Work item
Locate each line in the records containing "blue". Copy it.

Dataset records
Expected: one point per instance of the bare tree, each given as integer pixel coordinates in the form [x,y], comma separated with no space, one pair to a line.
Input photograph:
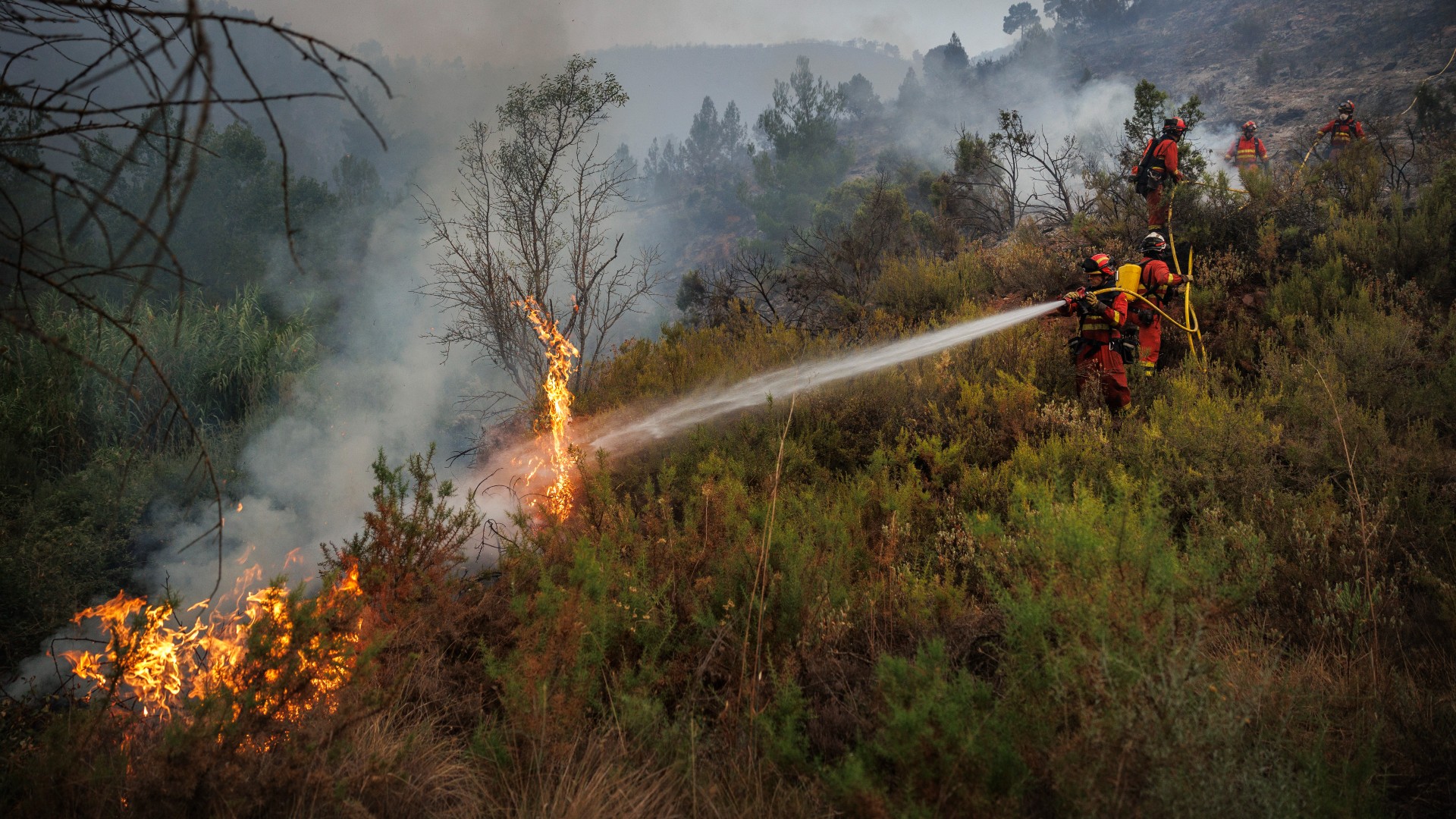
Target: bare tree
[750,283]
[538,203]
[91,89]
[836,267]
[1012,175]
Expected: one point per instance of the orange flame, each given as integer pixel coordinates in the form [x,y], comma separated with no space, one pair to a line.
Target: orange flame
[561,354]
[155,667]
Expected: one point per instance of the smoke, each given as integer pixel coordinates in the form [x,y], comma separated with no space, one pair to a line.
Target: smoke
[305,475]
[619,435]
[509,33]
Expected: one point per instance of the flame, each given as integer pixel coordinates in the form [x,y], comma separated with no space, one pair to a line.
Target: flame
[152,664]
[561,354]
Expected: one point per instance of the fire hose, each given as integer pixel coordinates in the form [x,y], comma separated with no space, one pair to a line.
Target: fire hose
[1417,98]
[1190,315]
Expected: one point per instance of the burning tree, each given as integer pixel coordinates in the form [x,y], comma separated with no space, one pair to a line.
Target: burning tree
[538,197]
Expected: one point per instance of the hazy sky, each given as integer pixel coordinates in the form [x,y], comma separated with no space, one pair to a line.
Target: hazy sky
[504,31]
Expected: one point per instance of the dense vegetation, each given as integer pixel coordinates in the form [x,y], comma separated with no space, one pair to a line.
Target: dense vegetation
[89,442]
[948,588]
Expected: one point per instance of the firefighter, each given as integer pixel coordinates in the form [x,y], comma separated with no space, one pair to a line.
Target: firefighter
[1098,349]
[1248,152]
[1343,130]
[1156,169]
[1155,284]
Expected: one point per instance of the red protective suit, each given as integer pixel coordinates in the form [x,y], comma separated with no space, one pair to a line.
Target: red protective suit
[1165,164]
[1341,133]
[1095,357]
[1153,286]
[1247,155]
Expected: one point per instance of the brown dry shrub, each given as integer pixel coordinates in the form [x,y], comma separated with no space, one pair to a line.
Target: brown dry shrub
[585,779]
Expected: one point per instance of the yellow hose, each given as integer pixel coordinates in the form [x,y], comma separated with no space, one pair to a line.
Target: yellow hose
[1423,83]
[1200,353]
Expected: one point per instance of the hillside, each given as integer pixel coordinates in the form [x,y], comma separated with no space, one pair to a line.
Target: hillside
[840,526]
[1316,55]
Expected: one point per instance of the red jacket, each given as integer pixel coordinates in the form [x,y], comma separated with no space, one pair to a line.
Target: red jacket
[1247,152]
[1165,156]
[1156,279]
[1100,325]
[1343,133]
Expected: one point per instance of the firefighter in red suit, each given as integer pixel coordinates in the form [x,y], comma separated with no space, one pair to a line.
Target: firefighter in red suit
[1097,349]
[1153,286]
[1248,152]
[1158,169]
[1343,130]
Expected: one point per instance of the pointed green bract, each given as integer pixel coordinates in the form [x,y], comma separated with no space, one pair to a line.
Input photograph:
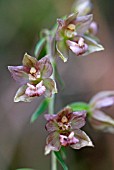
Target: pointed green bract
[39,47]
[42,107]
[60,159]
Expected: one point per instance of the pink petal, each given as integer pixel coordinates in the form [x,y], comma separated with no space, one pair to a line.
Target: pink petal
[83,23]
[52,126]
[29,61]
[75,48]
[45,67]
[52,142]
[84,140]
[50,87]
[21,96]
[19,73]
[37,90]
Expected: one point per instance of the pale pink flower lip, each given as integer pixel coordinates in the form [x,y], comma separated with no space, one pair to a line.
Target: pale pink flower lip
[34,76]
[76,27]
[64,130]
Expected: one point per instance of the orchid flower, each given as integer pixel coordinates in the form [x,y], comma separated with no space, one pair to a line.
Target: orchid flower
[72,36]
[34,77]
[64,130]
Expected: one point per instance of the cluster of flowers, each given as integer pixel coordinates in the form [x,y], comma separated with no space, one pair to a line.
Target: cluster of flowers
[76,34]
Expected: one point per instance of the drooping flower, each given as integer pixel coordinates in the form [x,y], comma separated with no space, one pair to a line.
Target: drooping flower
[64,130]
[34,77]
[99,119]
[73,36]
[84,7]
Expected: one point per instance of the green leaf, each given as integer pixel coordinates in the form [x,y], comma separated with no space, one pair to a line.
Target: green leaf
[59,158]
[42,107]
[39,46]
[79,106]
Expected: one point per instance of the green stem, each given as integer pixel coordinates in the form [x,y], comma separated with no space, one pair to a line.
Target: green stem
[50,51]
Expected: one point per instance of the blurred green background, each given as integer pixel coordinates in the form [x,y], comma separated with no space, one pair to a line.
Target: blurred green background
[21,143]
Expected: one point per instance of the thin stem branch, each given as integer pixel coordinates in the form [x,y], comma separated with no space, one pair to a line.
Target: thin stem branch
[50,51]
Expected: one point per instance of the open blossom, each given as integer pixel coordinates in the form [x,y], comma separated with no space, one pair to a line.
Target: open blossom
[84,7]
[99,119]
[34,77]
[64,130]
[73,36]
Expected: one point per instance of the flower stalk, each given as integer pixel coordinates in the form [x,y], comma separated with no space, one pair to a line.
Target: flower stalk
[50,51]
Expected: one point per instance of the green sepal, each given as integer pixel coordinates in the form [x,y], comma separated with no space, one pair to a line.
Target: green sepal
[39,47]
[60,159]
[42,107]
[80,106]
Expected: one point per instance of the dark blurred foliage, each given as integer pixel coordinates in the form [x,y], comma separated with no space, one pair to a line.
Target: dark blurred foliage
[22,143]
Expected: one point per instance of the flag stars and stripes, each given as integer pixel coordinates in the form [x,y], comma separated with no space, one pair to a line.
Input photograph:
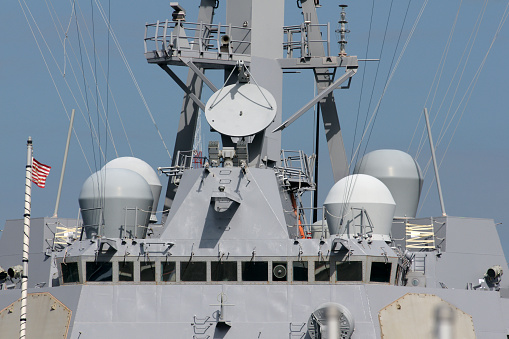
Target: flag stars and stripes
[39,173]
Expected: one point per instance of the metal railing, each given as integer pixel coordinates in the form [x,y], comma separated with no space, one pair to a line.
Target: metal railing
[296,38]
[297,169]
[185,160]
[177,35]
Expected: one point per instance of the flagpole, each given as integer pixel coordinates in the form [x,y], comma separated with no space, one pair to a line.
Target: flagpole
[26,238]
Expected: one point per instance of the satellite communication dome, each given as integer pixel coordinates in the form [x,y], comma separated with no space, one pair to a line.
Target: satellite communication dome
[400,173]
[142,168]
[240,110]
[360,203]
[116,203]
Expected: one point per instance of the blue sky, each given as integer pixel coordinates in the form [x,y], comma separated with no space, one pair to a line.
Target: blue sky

Result of the task
Expected: one point per instance of the blue sky, each given as integer pixel coordinates in the form [x,y], comma separated with no space, one pair to a line.
Target: blue sky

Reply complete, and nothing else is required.